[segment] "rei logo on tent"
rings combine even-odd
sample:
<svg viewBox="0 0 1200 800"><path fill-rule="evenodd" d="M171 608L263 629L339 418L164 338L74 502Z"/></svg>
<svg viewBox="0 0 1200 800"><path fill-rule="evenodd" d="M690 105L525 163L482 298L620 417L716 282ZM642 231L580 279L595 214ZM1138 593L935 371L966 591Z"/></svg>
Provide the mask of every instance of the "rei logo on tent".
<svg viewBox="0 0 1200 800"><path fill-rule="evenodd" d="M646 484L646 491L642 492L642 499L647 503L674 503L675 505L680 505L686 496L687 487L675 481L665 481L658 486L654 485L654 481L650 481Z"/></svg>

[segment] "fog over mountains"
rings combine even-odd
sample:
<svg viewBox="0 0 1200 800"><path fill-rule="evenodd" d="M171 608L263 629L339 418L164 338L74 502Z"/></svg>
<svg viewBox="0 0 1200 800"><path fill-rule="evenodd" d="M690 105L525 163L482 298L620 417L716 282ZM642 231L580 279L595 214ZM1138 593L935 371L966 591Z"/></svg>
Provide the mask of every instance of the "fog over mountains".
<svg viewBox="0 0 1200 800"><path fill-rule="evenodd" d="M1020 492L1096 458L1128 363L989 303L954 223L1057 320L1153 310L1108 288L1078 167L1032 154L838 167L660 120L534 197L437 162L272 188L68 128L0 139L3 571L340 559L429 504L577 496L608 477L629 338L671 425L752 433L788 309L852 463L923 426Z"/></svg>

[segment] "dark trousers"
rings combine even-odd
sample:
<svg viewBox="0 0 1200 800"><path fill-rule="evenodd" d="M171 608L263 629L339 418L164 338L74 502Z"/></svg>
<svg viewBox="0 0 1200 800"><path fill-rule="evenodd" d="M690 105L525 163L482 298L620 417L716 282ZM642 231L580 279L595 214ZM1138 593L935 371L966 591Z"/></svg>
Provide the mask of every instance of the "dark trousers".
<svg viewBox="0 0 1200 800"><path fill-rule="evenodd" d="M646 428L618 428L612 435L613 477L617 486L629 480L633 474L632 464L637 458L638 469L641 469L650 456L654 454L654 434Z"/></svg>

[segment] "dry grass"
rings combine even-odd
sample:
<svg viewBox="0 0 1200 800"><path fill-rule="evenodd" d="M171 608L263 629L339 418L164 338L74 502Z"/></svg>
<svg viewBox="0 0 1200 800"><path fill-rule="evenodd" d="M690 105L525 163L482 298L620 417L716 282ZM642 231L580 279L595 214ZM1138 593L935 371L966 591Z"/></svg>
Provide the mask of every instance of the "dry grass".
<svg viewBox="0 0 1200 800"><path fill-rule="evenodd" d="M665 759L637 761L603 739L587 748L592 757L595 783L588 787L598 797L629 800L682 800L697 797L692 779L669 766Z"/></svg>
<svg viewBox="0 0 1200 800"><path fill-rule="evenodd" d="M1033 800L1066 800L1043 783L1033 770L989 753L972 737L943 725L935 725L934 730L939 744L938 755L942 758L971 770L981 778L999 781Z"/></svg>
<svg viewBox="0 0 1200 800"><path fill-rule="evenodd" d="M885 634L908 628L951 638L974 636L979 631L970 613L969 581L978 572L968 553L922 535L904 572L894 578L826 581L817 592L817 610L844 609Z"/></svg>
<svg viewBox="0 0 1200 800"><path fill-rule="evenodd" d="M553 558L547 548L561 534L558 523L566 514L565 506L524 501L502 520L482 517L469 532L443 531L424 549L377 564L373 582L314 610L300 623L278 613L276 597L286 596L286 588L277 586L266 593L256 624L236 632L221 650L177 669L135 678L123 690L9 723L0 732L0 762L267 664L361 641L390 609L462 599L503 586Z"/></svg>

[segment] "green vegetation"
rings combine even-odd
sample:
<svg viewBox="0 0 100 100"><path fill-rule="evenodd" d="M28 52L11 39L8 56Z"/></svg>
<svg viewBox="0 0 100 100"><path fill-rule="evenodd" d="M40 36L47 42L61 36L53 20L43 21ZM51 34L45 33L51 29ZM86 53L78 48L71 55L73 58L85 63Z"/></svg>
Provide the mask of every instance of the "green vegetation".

-------

Write out every line of the entries that holds the word "vegetation".

[segment] "green vegetation"
Provide the mask of every instance of the "green vegetation".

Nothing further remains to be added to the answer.